*Text to read*.
******
The worldwide arbitrage of jihad resources is implemented largely through Internet communications. It is, however, subject to abuse and can even be used against al Qaeda’s designs or interests. The battle of Nahr al-Barid in Northern Lebanon in 2007 as detailed below provides a distinct illustration.
 
The quasifictional world map adopted by al Qaeda consists of only three recognized (virtual) political entities: the Islamic Emirate of Afghanistan (straddling the internationally recognized Afghanistan and Pakistan), the Islamic State of Iraq, and the Islamic Emirate of the Caucasus. Elsewhere, as a function of the maturity of the local conditions, it is either ard jihad (territory of jihad, including all non-Muslim lands); ard ribat (territory in which jihadists gather in anticipation of jihad); or ard nusrah (Muslim societies not ripe for jihad but ones in which jihadists can be recruited). Fath al-Islam, a self-declared Salafist jihadist formation, sought affiliation with al Qaeda, but leaked reports indicate that the al Qaeda vetting emissary advised against granting the affiliation on the grounds of the group’s nonadherence to al Qaeda ideology and the unsuitability of Lebanon as ard jihad.[9] Ignoring the cold shoulder from al Qaeda leadership, Fath al-Islam, which appears to have links with Syrian intelligence, sought al Qaeda supporters directly over the Internet, ensuring a continuous flux of jihad volunteers to swell its ranks. By the end of its battle with the Lebanese armed forces, hundreds of jihadists that al Qaeda could have mobilized to its advantage had died, and a local Sunni population stood alienated from jihadism.
******
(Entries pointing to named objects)
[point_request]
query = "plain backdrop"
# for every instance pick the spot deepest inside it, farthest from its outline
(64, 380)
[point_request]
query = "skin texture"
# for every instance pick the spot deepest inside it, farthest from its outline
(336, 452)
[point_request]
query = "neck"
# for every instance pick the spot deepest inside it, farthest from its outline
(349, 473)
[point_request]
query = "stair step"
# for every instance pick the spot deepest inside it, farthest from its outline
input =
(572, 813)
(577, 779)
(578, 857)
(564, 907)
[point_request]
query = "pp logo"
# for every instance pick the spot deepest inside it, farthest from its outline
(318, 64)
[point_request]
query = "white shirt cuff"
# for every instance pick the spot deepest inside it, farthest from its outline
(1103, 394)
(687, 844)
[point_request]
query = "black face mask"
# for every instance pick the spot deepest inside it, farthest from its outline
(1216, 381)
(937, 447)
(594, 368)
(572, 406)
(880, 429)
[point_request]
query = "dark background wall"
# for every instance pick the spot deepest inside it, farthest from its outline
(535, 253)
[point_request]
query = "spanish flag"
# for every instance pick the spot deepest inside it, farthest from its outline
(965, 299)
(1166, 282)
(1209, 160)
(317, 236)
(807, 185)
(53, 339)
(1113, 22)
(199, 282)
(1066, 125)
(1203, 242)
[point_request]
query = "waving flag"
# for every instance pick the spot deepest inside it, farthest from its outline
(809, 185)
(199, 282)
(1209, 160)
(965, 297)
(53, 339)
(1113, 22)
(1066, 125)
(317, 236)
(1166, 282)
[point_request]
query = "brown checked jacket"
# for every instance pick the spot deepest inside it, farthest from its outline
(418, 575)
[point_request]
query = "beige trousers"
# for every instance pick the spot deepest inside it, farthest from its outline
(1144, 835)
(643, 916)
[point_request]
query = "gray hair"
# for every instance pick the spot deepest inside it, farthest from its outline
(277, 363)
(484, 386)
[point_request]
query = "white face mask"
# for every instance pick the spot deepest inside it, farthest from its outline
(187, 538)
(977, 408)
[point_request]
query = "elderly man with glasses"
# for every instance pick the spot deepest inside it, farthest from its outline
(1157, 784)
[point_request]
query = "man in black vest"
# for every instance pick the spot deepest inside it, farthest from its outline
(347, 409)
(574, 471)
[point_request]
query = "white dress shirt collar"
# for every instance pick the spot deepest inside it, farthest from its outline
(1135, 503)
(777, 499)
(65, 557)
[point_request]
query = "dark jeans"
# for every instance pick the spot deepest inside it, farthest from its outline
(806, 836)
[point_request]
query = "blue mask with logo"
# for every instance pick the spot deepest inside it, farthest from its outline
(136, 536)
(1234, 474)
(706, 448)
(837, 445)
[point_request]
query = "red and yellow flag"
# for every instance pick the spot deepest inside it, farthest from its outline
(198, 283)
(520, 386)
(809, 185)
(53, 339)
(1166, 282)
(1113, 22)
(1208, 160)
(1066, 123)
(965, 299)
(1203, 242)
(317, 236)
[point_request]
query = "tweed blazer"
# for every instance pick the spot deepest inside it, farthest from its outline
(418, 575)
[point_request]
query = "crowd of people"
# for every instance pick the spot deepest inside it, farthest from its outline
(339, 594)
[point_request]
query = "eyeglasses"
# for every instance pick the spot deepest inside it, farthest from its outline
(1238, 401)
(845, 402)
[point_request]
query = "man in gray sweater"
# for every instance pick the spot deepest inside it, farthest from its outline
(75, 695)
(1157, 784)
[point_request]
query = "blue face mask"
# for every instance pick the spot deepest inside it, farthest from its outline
******
*Actions to take*.
[1] Please write out the passage on al Qaeda and Fath al-Islam from "The worldwide arbitrage" up to and including "a distinct illustration.".
[2] Name every political entity that the passage on al Qaeda and Fath al-Islam says al Qaeda's world map recognizes.

*Written responses*.
[1]
The worldwide arbitrage of jihad resources is implemented largely through Internet communications. It is, however, subject to abuse and can even be used against al Qaeda’s designs or interests. The battle of Nahr al-Barid in Northern Lebanon in 2007 as detailed below provides a distinct illustration.

[2]
- The Islamic Emirate of Afghanistan
- The Islamic State of Iraq
- The Islamic Emirate of the Caucasus